* Start Data rows *

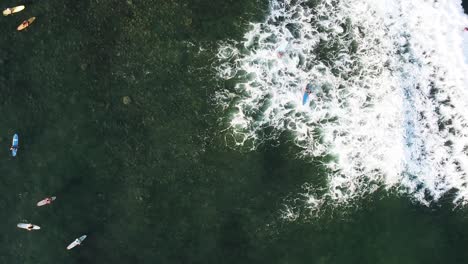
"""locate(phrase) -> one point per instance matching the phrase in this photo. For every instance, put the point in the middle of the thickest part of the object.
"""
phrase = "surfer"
(309, 88)
(26, 23)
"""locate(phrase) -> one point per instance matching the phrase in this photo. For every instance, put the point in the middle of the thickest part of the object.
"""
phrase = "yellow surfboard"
(13, 10)
(26, 23)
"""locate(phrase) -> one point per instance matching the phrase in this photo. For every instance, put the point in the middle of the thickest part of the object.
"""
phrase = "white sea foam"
(391, 103)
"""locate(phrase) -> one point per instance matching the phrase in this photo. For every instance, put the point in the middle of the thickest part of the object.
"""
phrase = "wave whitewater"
(391, 104)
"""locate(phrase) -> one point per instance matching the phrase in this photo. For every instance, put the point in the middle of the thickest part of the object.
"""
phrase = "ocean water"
(172, 132)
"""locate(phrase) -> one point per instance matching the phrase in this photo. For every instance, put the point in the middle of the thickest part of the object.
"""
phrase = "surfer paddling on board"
(309, 88)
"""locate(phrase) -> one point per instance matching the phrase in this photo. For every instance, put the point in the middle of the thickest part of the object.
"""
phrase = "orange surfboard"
(26, 23)
(13, 10)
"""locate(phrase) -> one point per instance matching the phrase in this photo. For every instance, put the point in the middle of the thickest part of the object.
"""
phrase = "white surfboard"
(77, 242)
(28, 226)
(46, 201)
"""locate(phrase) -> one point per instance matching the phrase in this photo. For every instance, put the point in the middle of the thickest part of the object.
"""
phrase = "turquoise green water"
(153, 181)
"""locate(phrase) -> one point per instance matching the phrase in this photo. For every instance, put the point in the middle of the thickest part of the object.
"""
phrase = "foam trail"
(391, 106)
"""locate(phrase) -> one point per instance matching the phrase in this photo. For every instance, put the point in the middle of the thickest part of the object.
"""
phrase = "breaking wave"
(390, 104)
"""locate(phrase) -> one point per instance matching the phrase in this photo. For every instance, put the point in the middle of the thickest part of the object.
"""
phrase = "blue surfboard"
(305, 98)
(14, 145)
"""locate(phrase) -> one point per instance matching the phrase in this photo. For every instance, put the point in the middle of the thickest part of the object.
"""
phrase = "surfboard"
(25, 226)
(44, 201)
(14, 144)
(13, 10)
(305, 98)
(77, 242)
(26, 23)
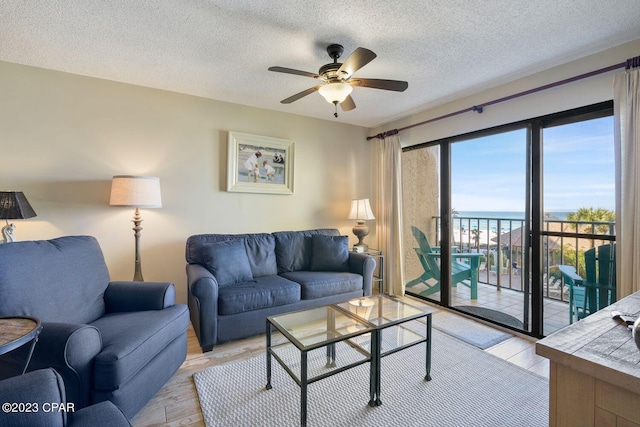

* End Data rows *

» **Your objective**
Report in full every line of the data above that contains the word "wave". Uppercase and lowercase letters count as different.

» **Answer**
phrase = "wave whitewater"
phrase = "breaking wave"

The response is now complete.